[What needs to be done]
Tell how many lines of the data include the word "grey". Nothing but the number belongs in the answer.

[Data listing]
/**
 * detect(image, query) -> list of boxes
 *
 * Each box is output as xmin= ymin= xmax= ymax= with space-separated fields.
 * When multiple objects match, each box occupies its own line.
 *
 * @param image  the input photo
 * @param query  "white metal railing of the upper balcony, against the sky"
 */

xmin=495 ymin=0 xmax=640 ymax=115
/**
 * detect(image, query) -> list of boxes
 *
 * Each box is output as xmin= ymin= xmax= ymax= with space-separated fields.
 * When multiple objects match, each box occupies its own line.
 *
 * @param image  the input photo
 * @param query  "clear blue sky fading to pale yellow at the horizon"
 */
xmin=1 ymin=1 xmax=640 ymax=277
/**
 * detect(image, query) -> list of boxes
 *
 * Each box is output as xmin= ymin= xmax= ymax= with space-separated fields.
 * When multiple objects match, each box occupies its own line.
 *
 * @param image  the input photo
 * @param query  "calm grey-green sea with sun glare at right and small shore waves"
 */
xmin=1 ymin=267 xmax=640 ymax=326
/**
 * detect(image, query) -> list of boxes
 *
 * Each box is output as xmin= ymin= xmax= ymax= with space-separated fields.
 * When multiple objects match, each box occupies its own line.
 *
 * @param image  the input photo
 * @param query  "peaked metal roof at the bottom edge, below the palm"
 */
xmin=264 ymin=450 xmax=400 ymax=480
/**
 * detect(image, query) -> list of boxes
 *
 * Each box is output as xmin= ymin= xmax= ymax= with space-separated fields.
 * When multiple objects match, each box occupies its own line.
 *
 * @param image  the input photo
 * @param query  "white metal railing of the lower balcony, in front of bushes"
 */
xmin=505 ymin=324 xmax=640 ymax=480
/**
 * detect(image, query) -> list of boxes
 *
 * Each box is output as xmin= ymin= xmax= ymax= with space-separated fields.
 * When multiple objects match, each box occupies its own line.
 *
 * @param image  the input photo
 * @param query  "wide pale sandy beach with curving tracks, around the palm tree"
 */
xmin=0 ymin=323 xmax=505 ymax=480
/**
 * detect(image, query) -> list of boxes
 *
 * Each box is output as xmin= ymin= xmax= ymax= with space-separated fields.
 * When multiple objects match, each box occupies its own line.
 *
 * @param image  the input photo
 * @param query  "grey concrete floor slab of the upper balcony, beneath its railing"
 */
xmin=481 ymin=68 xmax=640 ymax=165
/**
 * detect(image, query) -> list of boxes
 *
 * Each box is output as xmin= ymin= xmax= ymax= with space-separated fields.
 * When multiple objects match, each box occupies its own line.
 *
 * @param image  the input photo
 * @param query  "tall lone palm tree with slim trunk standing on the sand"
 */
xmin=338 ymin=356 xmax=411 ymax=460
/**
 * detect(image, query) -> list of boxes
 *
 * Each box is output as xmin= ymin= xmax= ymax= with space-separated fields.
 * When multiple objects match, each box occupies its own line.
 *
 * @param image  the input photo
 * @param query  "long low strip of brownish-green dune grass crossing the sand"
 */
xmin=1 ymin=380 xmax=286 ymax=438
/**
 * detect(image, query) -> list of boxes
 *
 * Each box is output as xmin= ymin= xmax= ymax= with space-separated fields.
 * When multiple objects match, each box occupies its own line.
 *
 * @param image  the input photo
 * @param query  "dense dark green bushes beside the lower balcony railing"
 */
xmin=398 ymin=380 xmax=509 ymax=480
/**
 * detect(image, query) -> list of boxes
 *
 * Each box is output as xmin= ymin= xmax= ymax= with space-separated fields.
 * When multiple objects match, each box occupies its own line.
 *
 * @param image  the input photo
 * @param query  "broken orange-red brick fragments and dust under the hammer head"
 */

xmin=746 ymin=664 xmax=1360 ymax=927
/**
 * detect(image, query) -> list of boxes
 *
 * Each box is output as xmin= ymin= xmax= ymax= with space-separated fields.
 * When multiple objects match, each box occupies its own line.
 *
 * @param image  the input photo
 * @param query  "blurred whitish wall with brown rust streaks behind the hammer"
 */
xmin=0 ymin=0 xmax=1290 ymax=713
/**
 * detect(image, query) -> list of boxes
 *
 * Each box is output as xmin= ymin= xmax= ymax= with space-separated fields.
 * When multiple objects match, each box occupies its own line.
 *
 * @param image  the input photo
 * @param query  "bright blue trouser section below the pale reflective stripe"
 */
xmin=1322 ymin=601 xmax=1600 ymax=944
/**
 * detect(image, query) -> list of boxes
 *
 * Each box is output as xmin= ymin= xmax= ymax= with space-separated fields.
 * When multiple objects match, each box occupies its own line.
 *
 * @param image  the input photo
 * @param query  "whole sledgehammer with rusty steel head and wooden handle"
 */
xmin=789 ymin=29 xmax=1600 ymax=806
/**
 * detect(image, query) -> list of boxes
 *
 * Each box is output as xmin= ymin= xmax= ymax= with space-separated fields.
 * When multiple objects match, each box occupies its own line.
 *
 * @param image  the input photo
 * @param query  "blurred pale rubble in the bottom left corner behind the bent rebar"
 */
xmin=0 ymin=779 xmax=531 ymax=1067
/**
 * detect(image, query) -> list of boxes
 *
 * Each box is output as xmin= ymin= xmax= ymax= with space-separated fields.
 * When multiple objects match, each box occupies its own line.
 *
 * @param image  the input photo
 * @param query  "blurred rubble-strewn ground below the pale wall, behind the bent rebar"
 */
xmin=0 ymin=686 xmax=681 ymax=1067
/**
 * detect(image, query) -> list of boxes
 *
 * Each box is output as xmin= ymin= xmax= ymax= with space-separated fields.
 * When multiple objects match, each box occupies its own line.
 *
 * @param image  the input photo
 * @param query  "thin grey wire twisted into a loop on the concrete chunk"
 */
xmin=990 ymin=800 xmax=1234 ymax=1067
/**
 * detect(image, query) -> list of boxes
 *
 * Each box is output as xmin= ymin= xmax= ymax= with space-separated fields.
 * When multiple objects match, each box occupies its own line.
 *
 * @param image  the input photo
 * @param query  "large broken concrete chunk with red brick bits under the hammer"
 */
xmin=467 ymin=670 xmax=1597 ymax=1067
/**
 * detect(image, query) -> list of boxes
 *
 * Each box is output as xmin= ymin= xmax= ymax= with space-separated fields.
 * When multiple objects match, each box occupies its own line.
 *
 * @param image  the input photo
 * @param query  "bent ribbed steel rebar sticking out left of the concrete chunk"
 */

[Written response]
3